### Jobs:
(a) Copy the stretch of the mailing-list post on the proposed drm_mem_region struct from "[RFC PATCH 0/3]" through "#define DRM_MEM_SWAP ?", word for word.
(b) In the records, rewrite the stretch from the line containing "orange fur visible in the image above." through the line containing "[0,39,358,400]", putting "whole-number pixel boxes" wherever "integer pixel boxes" appears and leaving everything else unchanged. Return only those lines.

### Excerpt provided:

* Begin *

[RFC PATCH 0/3] Propose new struct drm_mem_region
Daniel Vetter
daniel at ffwll.ch
Wed Jul 31 08:05:32 UTC 2019
On Wed, Jul 31, 2019 at 8:54 AM Koenig, Christian
<Christian.Koenig at amd.com> wrote:
>
> Am 31.07.19 um 02:51 schrieb Brian Welty:
> [SNIP]
> >>>>>> +/*
> >>>>>> + * Memory types for drm_mem_region
> >>>>>> + */
> >>>>> #define DRM_MEM_SWAP ?
> >>>> btw what did you have in mind for this? Since we use shmem we kinda don't
> >>>> know whether the BO is actually swapped out or not, at least on the i915
> >>>> side. So this would be more NOT_CURRENTLY_PINNED_AND_POSSIBLY_SWAPPED_OUT.
> >>> Yeah, the problem is not everybody can use shmem. For some use cases you
> >>> have to use memory allocated through dma_alloc_coherent().
> >>>
> >>> So to be able to swap this out you need a separate domain to copy it
> >>> from whatever is backing it currently to shmem.
> >>>
> >>> So we essentially have:
> >>> DRM_MEM_SYS_SWAPABLE
> >>> DRM_MEM_SYS_NOT_GPU_MAPPED
> >>> DRM_MEM_SYS_GPU_MAPPED
> >>>
> >>> Or something like that.
> >> Yeah i915-gem is similar. We oportunistically keep the pages pinned
> >> sometimes even if not currently mapped into the (what ttm calls) TT.
> >> So I think these three for system memory make sense for us too. I
> >> think that's similar (at least in spirit) to the dma_alloc cache you
> >> have going on. Mabye instead of the somewhat cumbersome NOT_GPU_MAPPED
> >> we could have something like PINNED or so. Although it's not
> >> permanently pinned, so maybe that's confusing too.

* End *

### Material provided:
* Begin *

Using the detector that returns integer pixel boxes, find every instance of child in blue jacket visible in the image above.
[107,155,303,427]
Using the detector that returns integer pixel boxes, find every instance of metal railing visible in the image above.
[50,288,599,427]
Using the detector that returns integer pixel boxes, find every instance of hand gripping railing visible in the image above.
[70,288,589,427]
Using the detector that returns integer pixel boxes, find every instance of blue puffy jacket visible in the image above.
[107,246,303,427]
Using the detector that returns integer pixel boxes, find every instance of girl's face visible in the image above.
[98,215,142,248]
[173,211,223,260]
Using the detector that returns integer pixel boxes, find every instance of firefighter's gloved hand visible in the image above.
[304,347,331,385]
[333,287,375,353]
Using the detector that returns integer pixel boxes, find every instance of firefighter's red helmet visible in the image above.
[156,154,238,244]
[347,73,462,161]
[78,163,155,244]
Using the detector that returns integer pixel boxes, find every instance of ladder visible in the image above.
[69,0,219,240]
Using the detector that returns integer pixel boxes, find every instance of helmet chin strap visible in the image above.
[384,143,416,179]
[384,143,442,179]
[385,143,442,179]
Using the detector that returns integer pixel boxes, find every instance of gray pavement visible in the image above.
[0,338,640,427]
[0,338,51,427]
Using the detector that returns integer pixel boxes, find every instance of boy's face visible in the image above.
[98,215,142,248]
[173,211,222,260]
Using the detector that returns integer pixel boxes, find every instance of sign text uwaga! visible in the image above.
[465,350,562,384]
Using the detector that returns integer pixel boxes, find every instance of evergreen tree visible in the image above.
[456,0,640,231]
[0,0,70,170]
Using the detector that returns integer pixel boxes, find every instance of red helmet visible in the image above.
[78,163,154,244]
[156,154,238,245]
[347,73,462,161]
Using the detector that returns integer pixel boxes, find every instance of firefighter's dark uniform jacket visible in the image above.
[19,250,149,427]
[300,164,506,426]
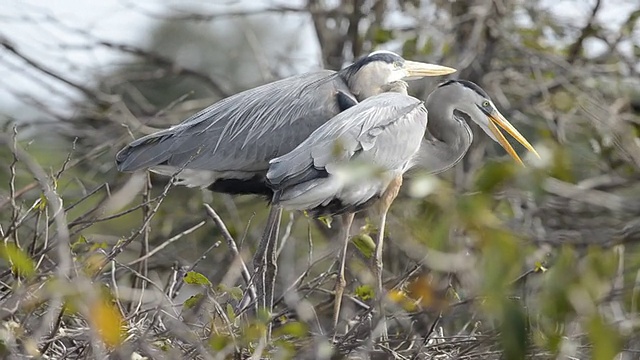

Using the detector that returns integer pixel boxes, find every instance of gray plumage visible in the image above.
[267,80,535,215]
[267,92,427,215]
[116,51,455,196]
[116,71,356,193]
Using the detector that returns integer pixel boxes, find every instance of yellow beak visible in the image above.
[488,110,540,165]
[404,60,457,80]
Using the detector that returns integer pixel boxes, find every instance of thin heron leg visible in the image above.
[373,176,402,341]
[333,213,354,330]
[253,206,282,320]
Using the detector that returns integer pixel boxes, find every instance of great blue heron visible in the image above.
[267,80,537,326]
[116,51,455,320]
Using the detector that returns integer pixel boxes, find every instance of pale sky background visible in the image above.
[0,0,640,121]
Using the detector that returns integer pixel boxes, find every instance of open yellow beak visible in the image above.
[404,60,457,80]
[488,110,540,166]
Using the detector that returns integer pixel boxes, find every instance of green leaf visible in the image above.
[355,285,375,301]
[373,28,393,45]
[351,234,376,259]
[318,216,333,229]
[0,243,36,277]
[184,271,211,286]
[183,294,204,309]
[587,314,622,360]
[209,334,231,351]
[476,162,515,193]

* End *
* Begin *

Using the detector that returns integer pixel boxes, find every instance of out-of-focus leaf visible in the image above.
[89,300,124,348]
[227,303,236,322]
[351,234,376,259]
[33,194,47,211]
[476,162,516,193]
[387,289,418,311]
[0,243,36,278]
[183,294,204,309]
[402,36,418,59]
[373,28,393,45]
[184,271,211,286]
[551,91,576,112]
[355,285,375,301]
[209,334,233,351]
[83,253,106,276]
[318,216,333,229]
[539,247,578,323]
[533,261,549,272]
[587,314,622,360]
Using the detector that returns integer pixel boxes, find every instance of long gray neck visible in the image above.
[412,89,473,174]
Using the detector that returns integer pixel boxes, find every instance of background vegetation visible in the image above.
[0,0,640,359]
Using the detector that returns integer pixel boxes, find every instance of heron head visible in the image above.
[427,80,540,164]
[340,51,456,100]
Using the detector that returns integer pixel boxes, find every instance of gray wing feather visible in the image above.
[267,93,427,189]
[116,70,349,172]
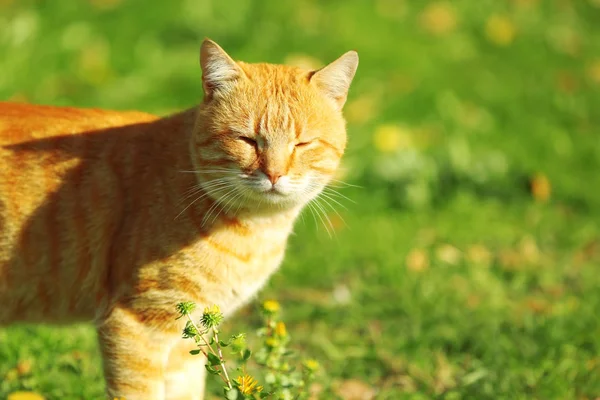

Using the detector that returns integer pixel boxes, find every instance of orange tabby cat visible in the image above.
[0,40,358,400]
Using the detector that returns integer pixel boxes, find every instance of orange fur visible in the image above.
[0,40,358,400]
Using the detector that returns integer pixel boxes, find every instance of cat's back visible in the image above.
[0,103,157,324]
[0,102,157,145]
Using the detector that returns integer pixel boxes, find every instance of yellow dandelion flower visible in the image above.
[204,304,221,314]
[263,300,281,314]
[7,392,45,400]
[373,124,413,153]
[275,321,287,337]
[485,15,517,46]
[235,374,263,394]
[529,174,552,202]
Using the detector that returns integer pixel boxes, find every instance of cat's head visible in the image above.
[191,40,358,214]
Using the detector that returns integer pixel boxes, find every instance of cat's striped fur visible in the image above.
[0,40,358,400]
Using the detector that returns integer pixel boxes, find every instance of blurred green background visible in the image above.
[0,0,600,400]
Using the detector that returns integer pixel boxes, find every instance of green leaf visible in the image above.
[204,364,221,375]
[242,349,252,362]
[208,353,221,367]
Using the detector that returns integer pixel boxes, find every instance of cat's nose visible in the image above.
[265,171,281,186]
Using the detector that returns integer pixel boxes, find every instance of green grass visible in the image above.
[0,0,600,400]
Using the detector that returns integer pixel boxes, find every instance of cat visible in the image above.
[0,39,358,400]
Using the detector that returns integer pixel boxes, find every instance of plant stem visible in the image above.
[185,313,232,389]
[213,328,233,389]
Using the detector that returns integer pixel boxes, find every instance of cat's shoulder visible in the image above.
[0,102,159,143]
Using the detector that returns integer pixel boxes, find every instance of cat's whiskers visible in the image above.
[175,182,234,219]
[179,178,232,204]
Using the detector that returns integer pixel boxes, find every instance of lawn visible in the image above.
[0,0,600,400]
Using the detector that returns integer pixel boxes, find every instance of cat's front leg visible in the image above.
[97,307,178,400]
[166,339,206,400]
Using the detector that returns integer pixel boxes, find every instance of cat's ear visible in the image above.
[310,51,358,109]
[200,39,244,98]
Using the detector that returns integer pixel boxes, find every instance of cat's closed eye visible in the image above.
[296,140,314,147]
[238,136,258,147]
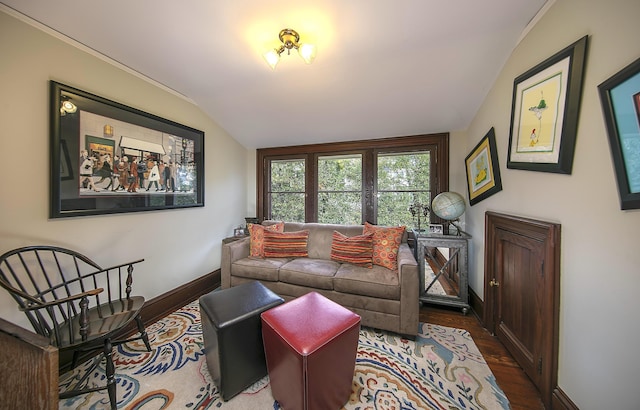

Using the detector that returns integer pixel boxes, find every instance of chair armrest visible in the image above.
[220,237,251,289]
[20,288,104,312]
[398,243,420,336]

* End *

### Worked solutions:
(a)
[RFC PATCH 0/3] Propose new struct drm_mem_region
Daniel Vetter
daniel at ffwll.ch
Wed Jul 31 08:05:32 UTC 2019
On Wed, Jul 31, 2019 at 8:54 AM Koenig, Christian
<Christian.Koenig at amd.com> wrote:
>
> Am 31.07.19 um 02:51 schrieb Brian Welty:
> [SNIP]
> >>>>>> +/*
> >>>>>> + * Memory types for drm_mem_region
> >>>>>> + */
> >>>>> #define DRM_MEM_SWAP ?

(b)
Using the detector that returns whole-number pixel boxes, find every instance of orange fur visible in the image above.
[0,40,358,400]
Using the detector that returns whole-number pixel boxes, find every instance of cat's back visible in the image above.
[0,103,157,324]
[0,102,157,145]
Using the detector that returns whole-number pixel boxes, find every instance of yellow dandelion flower visible in the image above.
[204,304,221,314]
[263,300,281,314]
[7,392,45,400]
[373,124,413,153]
[275,321,287,337]
[485,15,517,46]
[235,374,263,394]
[529,174,552,202]
Using the detector that returns whole-number pixel boxes, find every instance of cat's head visible in the image above.
[191,40,358,214]
Using the detector that returns whole-number pixel boxes, find every instance of cat's striped fur visible in the image above.
[0,40,358,400]
Using the detector that returns whole-number pixel boxes, find every instance of blurred green background visible in the image above.
[0,0,600,400]
Using the detector that returns whole-number pixel boxes, find every instance of green leaf visible in the image above.
[204,364,221,375]
[242,349,252,362]
[208,353,221,367]
Using the detector that returns whole-number pixel boxes, find every instance of cat's nose visible in the image above.
[265,171,281,186]
Using the detector that returns whole-number pixel boxes, find every instance of green grass visible in the image above.
[0,0,600,400]
Using the detector that returns whole-number pixel boxes, find every instance of cat visible in the image above.
[0,39,358,400]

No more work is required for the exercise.